> [Brief]: Identify every line in the items below that contains the word "plate" and copy each of those lines. Case counts.
── Data to process ──
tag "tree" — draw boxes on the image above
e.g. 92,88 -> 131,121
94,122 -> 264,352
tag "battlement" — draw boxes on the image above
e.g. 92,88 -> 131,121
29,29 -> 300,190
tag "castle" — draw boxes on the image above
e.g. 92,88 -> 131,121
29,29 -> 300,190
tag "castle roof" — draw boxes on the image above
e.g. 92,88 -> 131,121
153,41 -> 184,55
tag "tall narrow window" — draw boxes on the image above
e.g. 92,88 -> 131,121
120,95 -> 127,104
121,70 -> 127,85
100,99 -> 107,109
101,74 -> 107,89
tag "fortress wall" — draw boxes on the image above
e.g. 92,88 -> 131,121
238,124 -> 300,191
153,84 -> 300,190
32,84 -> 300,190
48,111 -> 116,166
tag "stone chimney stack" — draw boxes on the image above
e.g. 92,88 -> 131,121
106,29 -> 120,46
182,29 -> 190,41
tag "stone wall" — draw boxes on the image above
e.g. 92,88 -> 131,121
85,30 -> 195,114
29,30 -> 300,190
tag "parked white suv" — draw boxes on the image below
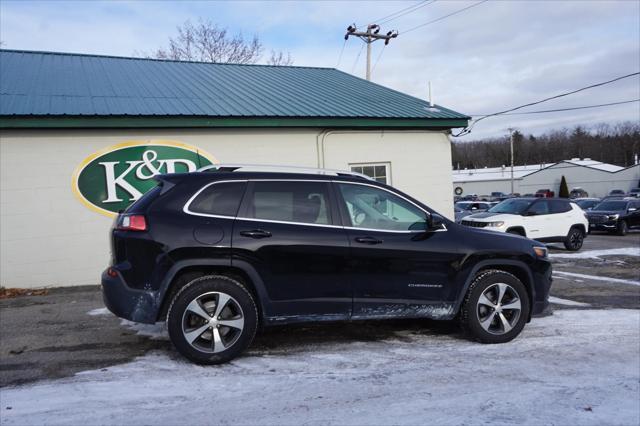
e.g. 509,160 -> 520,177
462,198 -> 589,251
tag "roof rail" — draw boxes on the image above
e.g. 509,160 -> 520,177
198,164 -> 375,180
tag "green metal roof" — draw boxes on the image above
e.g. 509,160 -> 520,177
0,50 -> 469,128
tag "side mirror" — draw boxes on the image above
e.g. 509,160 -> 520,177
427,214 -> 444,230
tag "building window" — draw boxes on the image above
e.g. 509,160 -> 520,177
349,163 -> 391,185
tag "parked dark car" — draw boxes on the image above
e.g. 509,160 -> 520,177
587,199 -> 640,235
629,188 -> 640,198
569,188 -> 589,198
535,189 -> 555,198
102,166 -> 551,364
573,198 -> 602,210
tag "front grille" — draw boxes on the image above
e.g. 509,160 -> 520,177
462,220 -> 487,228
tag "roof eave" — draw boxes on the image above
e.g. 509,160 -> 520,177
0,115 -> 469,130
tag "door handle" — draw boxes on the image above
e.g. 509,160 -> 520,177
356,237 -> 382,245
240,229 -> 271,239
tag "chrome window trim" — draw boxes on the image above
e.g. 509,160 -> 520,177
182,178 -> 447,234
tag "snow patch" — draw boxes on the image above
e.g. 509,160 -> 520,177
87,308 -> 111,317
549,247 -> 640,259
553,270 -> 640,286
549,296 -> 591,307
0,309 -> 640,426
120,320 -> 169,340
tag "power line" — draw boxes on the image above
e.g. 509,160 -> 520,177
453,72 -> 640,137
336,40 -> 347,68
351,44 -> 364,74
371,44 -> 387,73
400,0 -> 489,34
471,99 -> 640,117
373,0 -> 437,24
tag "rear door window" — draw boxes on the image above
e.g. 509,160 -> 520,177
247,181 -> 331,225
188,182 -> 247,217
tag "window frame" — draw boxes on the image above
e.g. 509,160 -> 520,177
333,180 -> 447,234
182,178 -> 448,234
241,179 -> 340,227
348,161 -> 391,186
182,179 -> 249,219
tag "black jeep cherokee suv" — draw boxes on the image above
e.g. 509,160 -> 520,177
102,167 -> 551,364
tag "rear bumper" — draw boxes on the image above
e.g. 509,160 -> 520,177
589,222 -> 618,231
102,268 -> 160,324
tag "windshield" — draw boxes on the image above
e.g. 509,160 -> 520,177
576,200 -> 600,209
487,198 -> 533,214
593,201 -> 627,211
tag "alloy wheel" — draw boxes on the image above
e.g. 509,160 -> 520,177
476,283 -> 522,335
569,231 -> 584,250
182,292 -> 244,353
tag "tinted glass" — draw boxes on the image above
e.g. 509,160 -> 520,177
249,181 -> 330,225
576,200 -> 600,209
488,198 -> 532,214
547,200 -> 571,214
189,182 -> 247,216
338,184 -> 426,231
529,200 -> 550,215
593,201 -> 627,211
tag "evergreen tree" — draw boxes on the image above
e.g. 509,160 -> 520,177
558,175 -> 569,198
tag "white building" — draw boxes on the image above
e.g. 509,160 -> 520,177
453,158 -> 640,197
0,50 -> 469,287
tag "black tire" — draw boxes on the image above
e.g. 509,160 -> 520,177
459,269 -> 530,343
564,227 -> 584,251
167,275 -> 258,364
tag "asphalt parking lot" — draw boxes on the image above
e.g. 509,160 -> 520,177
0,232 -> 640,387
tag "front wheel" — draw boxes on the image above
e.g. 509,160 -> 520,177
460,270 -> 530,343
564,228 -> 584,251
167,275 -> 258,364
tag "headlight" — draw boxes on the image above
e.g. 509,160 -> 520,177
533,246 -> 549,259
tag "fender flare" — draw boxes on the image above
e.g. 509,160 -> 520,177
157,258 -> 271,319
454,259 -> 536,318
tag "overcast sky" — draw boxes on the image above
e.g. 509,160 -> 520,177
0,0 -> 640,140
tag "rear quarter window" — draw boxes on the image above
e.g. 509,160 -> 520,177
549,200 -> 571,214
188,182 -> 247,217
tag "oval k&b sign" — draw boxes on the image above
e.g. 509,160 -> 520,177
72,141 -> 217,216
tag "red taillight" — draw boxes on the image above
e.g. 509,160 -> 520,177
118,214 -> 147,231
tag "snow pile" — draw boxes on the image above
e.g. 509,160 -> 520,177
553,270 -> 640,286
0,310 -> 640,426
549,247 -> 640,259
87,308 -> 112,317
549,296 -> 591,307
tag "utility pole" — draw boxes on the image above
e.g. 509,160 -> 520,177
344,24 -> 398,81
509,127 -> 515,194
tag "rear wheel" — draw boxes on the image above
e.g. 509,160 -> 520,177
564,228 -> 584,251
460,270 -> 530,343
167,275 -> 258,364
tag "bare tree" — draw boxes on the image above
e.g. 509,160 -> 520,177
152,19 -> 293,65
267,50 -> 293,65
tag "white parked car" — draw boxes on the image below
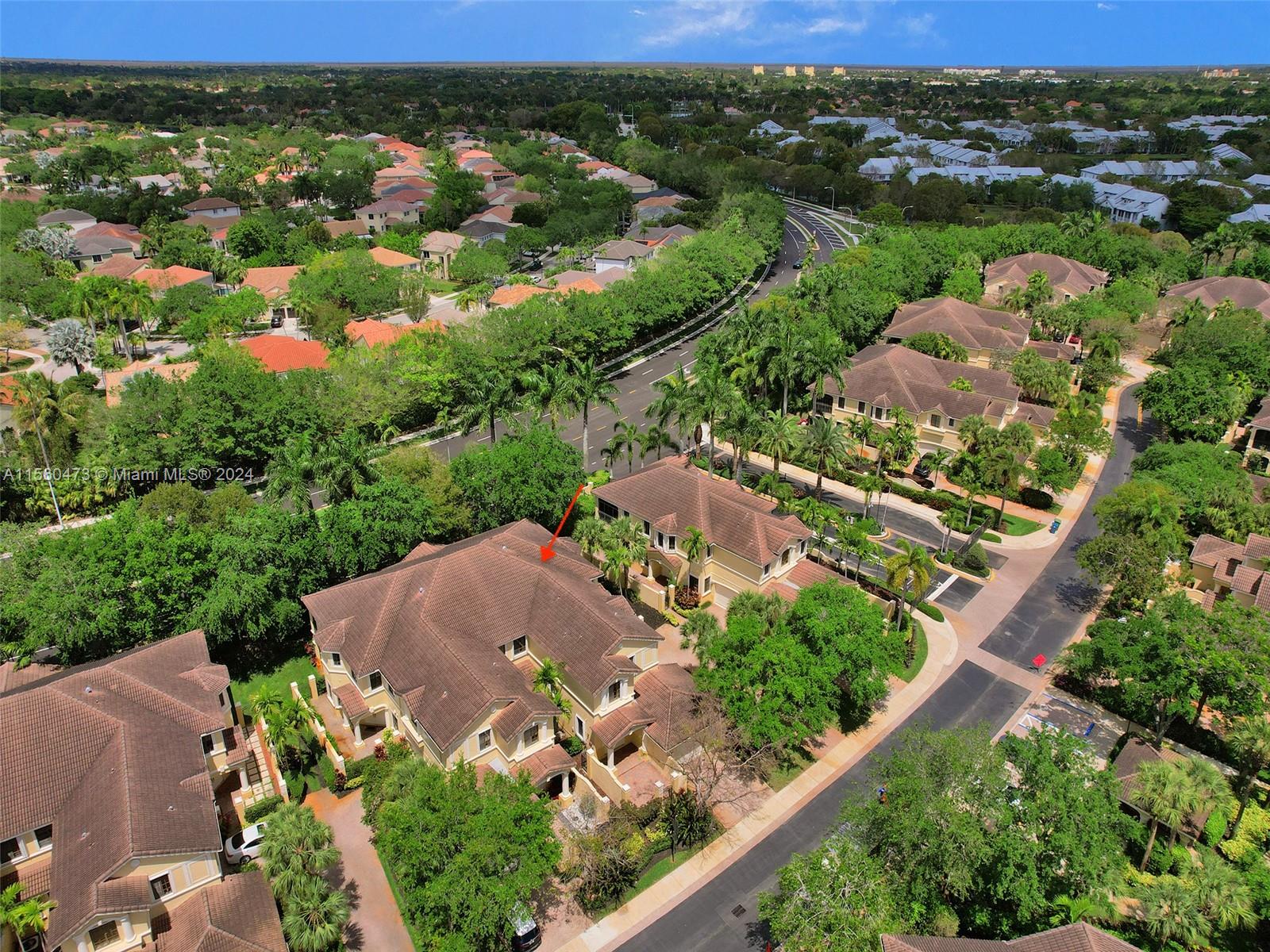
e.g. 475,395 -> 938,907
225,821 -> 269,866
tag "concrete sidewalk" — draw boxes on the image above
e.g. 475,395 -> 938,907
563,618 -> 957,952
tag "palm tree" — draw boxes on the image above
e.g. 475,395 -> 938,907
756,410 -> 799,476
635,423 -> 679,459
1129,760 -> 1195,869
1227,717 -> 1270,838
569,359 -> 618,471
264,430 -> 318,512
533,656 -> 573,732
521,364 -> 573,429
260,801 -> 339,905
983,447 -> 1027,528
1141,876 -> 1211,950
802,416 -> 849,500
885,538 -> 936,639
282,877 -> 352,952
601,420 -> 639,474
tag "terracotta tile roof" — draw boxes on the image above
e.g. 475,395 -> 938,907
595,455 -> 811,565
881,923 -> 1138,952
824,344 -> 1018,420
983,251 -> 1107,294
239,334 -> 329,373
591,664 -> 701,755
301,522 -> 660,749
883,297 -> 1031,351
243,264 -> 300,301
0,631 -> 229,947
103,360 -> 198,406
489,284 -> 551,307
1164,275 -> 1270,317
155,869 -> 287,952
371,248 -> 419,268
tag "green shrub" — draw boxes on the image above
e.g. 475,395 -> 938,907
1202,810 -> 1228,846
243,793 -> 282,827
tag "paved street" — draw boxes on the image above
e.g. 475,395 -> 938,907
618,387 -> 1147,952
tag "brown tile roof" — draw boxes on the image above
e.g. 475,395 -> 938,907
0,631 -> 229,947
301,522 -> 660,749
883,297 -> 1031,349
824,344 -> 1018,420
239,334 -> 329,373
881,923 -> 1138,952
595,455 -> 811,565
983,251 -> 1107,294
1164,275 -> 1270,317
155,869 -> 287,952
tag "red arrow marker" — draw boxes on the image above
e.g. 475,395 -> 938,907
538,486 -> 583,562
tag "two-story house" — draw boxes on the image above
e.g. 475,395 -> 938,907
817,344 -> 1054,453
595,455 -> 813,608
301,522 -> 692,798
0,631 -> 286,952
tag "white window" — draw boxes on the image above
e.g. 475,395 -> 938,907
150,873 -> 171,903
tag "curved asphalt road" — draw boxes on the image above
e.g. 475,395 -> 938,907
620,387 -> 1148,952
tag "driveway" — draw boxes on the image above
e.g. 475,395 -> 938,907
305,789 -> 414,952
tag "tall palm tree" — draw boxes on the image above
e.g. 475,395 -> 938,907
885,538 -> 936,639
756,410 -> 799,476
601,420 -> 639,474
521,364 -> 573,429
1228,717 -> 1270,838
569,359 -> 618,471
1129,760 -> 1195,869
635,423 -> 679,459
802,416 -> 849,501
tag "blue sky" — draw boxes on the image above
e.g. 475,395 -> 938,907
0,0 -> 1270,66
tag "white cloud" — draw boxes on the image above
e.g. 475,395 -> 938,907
───
── Data to process ──
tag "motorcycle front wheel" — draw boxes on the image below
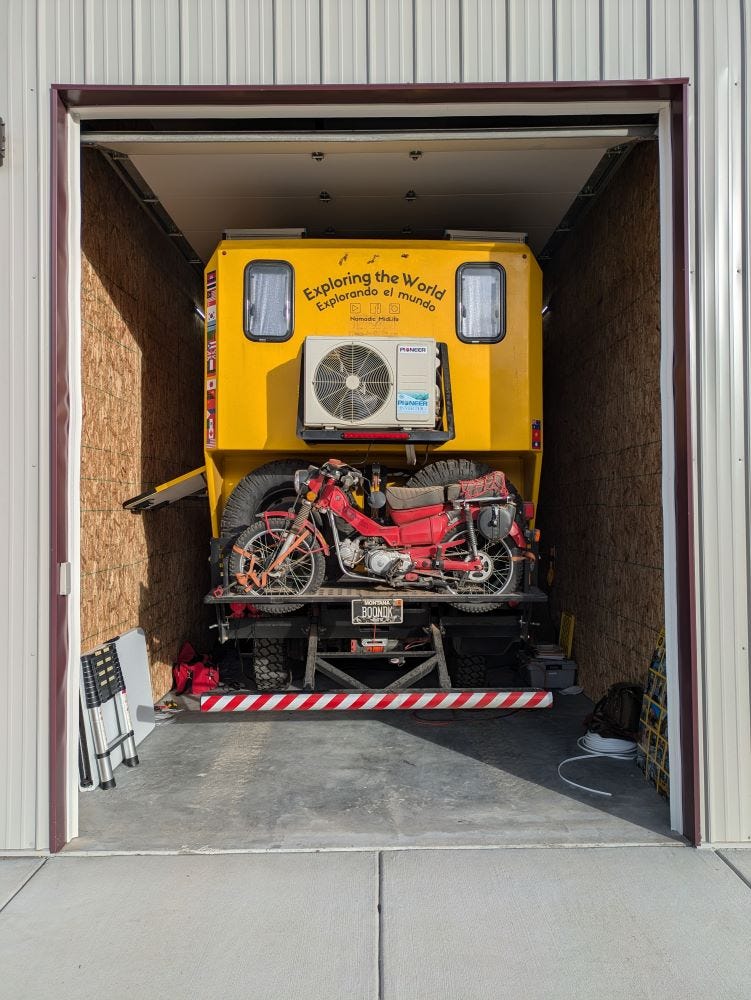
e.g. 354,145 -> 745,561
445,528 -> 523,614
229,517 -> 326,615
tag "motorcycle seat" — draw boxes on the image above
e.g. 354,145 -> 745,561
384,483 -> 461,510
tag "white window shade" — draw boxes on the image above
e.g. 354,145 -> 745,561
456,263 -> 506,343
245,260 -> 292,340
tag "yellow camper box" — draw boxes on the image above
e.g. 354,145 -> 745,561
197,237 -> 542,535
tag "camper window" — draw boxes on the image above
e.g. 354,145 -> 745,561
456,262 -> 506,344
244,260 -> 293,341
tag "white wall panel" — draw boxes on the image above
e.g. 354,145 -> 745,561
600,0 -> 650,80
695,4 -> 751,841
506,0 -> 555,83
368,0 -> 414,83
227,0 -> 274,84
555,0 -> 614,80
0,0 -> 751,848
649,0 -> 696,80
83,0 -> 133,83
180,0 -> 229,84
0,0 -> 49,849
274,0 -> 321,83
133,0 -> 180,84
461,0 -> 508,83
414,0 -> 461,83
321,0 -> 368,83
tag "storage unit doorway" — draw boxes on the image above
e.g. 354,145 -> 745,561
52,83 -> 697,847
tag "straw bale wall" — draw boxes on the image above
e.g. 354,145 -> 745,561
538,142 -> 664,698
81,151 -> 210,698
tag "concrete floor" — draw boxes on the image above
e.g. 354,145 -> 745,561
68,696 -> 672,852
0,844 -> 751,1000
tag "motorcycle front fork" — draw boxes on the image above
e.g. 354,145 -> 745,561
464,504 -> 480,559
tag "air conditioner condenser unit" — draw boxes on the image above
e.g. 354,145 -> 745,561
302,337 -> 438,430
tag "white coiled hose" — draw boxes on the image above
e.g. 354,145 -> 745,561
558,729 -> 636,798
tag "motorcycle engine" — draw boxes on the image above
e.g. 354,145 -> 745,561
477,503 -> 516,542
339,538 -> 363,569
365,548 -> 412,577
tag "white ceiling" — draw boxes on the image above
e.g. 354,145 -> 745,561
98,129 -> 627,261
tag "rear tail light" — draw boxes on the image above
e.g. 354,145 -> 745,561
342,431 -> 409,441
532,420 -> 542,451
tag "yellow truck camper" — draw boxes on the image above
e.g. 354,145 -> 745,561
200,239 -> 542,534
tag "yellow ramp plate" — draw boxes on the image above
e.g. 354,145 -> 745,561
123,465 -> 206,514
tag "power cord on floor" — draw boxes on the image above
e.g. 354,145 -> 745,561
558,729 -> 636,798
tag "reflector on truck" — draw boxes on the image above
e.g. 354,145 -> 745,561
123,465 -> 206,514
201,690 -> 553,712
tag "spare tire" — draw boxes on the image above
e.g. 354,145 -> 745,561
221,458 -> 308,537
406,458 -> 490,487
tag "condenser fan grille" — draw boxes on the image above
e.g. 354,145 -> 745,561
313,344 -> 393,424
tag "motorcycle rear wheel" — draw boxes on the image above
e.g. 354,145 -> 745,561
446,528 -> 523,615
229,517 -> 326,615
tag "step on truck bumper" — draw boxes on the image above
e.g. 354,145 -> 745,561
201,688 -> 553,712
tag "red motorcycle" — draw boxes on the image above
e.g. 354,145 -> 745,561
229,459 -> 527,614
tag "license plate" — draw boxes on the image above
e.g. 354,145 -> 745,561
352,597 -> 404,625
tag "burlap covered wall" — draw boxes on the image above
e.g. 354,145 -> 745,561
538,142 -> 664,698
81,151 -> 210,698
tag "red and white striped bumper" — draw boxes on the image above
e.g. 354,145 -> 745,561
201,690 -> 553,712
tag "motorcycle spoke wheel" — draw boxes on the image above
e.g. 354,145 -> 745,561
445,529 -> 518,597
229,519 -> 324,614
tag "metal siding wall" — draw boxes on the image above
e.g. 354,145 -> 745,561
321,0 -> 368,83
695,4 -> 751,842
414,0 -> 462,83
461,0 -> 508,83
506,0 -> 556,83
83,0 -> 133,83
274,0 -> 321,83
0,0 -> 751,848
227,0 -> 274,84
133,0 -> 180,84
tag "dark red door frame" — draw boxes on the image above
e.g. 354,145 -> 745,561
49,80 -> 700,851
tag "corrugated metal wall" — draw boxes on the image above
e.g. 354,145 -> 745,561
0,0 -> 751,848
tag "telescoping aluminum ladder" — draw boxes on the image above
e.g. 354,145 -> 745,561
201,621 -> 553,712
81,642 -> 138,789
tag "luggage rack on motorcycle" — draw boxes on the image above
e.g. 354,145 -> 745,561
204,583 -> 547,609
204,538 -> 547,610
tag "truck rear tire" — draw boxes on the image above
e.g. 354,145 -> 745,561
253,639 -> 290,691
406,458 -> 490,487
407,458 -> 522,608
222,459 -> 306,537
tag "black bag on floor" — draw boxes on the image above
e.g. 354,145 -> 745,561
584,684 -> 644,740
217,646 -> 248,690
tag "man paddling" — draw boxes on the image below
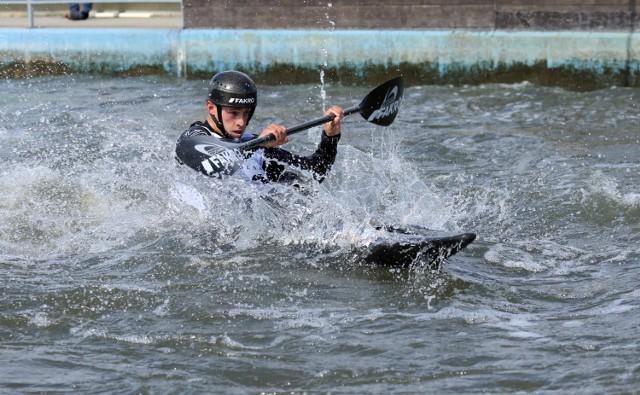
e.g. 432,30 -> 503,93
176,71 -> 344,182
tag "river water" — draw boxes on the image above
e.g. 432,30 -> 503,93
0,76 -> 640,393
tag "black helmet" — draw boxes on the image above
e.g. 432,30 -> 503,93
───
── Data to process ──
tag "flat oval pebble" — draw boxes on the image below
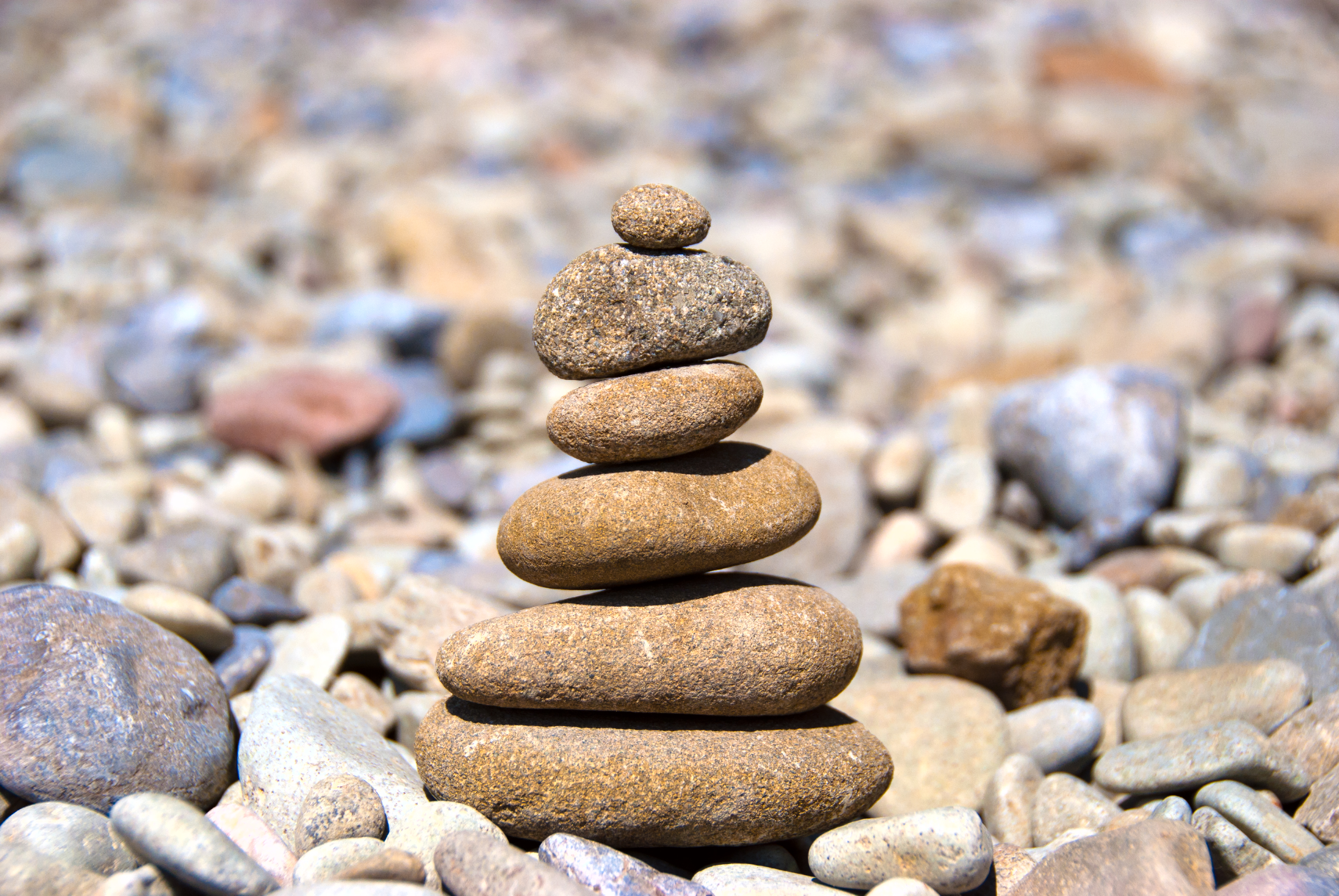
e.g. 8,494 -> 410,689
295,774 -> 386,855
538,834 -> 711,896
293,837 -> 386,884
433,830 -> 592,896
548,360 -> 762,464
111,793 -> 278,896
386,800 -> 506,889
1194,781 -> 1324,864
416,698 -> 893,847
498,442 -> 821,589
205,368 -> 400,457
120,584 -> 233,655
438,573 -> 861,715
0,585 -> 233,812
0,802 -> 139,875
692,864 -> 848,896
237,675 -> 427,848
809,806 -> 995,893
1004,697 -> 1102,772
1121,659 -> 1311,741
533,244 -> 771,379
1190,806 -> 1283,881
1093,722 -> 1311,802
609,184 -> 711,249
───
> [Answer]:
tag "yellow ramp plate" — draw boxes on the image above
tag "license plate" — draw boxes on the image above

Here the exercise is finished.